# [Set exercise]
Please reproduce each of the lines below word for word.

··· Input

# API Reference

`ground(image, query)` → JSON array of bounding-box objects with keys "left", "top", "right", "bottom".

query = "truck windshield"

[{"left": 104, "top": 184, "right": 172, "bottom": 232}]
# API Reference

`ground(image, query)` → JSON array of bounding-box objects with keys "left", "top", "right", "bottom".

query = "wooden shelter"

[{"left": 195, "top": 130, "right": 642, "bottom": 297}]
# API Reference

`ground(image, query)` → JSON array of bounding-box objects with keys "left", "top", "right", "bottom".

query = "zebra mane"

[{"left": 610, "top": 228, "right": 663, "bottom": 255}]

······

# [Complete response]
# API Reference

`ground(image, query)` → JSON array of bounding-box objects with keys "left", "top", "right", "bottom".

query = "truck windshield"

[{"left": 104, "top": 184, "right": 172, "bottom": 232}]
# API Reference

`ground(image, query)` → JSON array of bounding-box objects with keys "left", "top", "right", "bottom".

query = "wooden shelter"

[{"left": 195, "top": 130, "right": 642, "bottom": 297}]
# API Reference

`ground(image, query)` → JSON array of bounding-box objects with keys "left", "top", "right", "bottom".

query = "zebra mane"

[{"left": 610, "top": 228, "right": 663, "bottom": 255}]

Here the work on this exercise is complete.